PROVIDED RECORDS

● ● ● ●

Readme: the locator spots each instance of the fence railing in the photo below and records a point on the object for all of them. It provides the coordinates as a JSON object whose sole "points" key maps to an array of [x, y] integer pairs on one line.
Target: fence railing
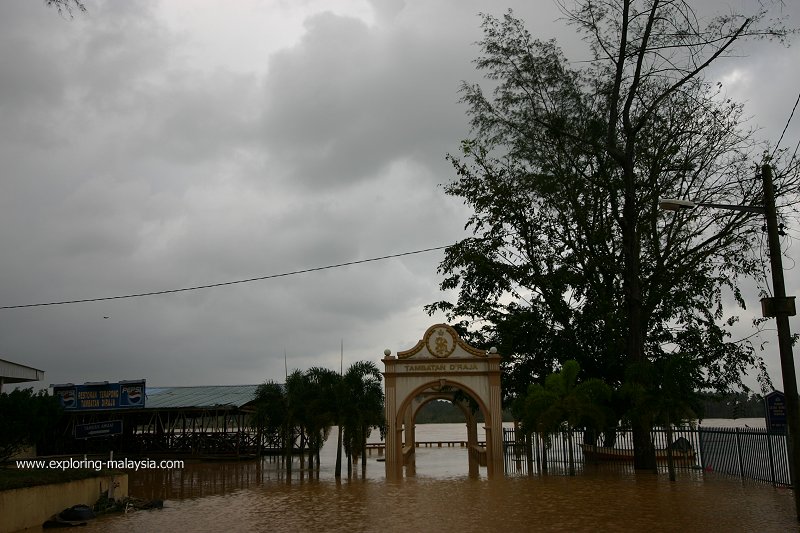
{"points": [[748, 453]]}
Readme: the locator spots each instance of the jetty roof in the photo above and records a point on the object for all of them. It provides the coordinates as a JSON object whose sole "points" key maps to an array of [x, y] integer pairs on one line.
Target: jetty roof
{"points": [[11, 372], [201, 397]]}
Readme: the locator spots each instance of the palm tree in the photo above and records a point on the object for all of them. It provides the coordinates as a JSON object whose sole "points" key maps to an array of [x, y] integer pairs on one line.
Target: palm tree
{"points": [[321, 408], [666, 394], [270, 411], [562, 401], [362, 411]]}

● ● ● ●

INSTRUCTIONS TO FOLLOW
There is one span to return: the line holding "Target: jetty roof" and every line after it through the end of the listing above; please give it exactly and add nothing.

ANSWER AREA
Target: jetty roof
{"points": [[11, 372], [201, 397]]}
Readme: the locator spots each instance of the palm tree in the photo above and records a point on the object for all of them. It provides the coordinates as a JSON object whose sole "points" key maps to an array of [x, y] integer pairs on one line.
Target: palm tree
{"points": [[321, 408], [666, 394], [270, 411], [562, 401], [362, 411]]}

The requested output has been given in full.